● Ausgangstext:
Читать книгу Jedermanns Land - Martin Haidinger - Страница 16

KAISER KARL I. (1887–1922)

Оглавление

Einem alten Witz zufolge soll Kaiser Karl nach seiner Thronbesteigung den Kriegsminister kommen lassen und ihm feierlich mitgeteilt haben: »Teilen Sie Ihren Generälen mit, dass die Schlampereien ab sofort aufzuhören haben. Von jetzt an wird gesiegt!«

Der junge Mann auf dem alten Thron hat nicht viel Zeit, für seine Völker in die Vaterrolle zu schlüpfen, die nach dem Tod seines Großonkels und Vorgängers vakant geworden ist. Franz Joseph I. hat am 21. November 1916 nach 68 Regierungsjahren für immer die Augen geschlossen. Karl I. ist 29 Jahre alt und mit der dynamischen Zita von Bourbon-Parma verheiratet, der in Zeiten nationaler Erregung von vielen Seiten Misstrauen entgegenschlägt. Sie ist italienischer Herkunft, eine Nachkommin von »französischen Fürsten, die in Italien regiert haben«, wie ihr Vater Herzog Robert von Parma zu sagen pflegte. Derlei spielt im kosmopolitischen europäischen Hochadel zwar eher keine Rolle, stößt aber vielen einfachen Menschen in Österreich sauer auf. Denn die Soldaten Österreich-Ungarns kämpfen im Süden gegen Italien, den einstigen Verbündeten, der 1915 – wie es allgemein heißt – Österreich überfallen hat. Diese Vorbehalte wird Zita noch zu spüren bekommen …

Ende des Jahres 1916 ist die moderne, industrielle und besonders brutale Kriegsführung samt Ausrüstung in der k. u. k. Armee angekommen, und die Moral der Truppen ist eigentlich recht hoch, ganz im Unterschied zur Heimat, wo die Menschen durch die alliierte Lebensmittelblockade hungern. 1917 wird die österreichisch-ungarische Armee noch einen Sieg erringen: In der 12. Isonzoschlacht, auch das »Wunder von Karfreit« genannt, drängen Österreicher und Deutsche im Oktober nicht zuletzt durch den Einsatz von besonders mörderischen neuen Giftgaswerfern mit Chlorarsen und Diphosgen die Italiener bis zum Piave zurück, doch der Nachschub lässt aus, die Offensive versickert.

● Gegebenes Material:
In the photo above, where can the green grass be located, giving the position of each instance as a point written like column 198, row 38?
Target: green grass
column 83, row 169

● Aufgaben:
• 1. Schreiben Sie aus dem Text über Kaiser Karl I. den Abschnitt ab, der mit den Worten "Ende des Jahres" beginnt und mit "die Offensive versickert." endet.
• 2. Führen Sie bitte den Text über Kaiser Karl I. ab der Stelle fort, an der er aufhört.
Die Liste wird hier nicht gebraucht.

● Lösungen:
• 1.
Ende des Jahres 1916 ist die moderne, industrielle und besonders brutale Kriegsführung samt Ausrüstung in der k. u. k. Armee angekommen, und die Moral der Truppen ist eigentlich recht hoch, ganz im Unterschied zur Heimat, wo die Menschen durch die alliierte Lebensmittelblockade hungern. 1917 wird die österreichisch-ungarische Armee noch einen Sieg erringen: In der 12. Isonzoschlacht, auch das »Wunder von Karfreit« genannt, drängen Österreicher und Deutsche im Oktober nicht zuletzt durch den Einsatz von besonders mörderischen neuen Giftgaswerfern mit Chlorarsen und Diphosgen die Italiener bis zum Piave zurück, doch der Nachschub lässt aus, die Offensive versickert.

• 2.
Während der Krieg seine Opfer unter den einfachen Menschen, ob militärisch oder zivil, fordert, wird in den politischen Chefetagen schon über das weitere Schicksal ihrer Länder befunden. Für Frankreich und Großbritannien ist die Zerschlagung der Habsburgermonarchie bald ein erklärtes Kriegsziel. Dafür sorgen die Ideen der Großhirne einer neuen Weltordnung. Sie sitzen in Paris und London, aber auch in den Denkfabriken des demokratischen Präsidenten der USA, Woodrow Wilson. Vor allem die beiden britischen Historiker Henry Wickham Steed und Robert William Seton-Watson tendieren in diese Richtung. Beide Herren sind eng mit nationalistischen Exilpolitikern wie den Tschechen Tomáš Garrigue Masaryk und Edvard Beneš befreundet, die ihrerseits in Großbritannien, Frankreich und in den USA gegen Österreich agitieren. Ihre Vision von homogenen Nationalstaaten mit einheitlichen Staatssprachen übernehmen Angloamerikaner wie Präsident Wilson nur zu gern, obwohl diese Idee im Fall des alten Österreich-Ungarn mit seinen verstreut und vermischt lebenden Nationalitäten ohne Vertreibung, Mord und Totschlag undurchführbar und schon in der Theorie von Beginn an ein Widerspruch zu Wilsons angestrebtem Selbstbestimmungsrecht der Völker ist, das er 1918 in 14 Punkten veröffentlicht. In Punkt 10 heißt es dort: »Den Völkern Österreich-Ungarns, deren Platz unter den Nationen wir geschützt und gesichert zu sehen wünschen, sollte die freieste Gelegenheit zu autonomer Entwicklung zugestanden werden.«

Das wird dann in Wirklichkeit für alle, nur nicht die Österreicher und die Deutschen, gelten. Wenig diplomatisch wird sich darüber Wilson, der sich selbst in Europa nicht auskennt, dann 1919 bei der Friedenskonferenz in Versailles äußern: »Ich habe Deutschland immer verabscheut. Ich bin dort nie gewesen.« Österreich ist hier wohl mit gemeint. Schon 1915 hat Wilson dessen Botschafter Konstantin Dumba unter Spionageverdacht des Landes verwiesen. Ein von Wien entsandter Nachfolger wird zu Jahresbeginn 1917 nicht mehr akzeptiert. Die diplomatischen Beziehungen sind also vor dem Kriegseintritt der Amerikaner einseitig durch die USA abgebrochen worden.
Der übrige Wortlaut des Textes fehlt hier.